## TASK PROMPT:
List each line in the listing below that contains the word "sign". Copy every such line in full.

## DATA TO USE:
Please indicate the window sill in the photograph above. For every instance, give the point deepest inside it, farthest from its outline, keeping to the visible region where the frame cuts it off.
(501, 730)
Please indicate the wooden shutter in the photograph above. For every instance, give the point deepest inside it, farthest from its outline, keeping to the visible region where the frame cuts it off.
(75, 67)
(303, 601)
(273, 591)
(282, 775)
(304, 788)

==

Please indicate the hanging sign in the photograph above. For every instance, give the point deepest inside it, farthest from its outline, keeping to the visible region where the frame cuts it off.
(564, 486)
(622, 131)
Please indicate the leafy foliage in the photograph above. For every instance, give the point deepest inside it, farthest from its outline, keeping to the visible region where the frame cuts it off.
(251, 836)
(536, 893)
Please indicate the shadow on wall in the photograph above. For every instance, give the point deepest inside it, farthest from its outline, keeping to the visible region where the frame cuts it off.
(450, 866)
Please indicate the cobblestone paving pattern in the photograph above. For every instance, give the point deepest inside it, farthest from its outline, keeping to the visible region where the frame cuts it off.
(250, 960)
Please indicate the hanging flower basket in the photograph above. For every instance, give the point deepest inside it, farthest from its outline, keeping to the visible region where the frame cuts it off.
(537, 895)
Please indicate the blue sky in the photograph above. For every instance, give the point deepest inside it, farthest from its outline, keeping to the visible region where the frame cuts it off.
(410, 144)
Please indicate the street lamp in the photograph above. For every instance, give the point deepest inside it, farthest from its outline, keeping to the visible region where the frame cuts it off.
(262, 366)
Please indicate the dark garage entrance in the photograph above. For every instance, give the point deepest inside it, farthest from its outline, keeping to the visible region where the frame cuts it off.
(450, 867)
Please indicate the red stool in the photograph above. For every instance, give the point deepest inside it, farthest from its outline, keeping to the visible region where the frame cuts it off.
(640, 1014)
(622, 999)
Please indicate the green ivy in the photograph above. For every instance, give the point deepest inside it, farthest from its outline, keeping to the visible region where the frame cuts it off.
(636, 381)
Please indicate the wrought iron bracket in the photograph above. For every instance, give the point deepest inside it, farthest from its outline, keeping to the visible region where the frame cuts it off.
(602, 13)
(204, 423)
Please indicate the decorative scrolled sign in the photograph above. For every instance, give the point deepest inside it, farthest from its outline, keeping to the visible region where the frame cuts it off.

==

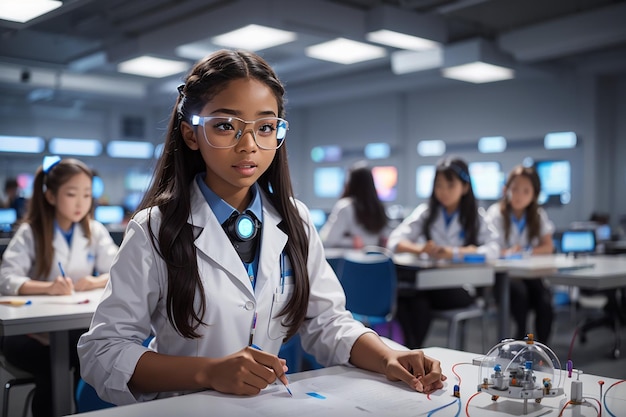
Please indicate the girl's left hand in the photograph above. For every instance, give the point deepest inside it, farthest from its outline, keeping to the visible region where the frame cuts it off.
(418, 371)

## RESULT OF THIS TASK:
Please indicate the hanging sign in the photograph above. For every instance, give the point deepest inside it, farthest from its outline, keeping to the visible region where the frame cuts it off.
Please indicate the decorative scrolled sign in the photograph above. For every instance, give the point deepest inside it, farthest from its outline, keeping to the visible region where the frame cuts it off.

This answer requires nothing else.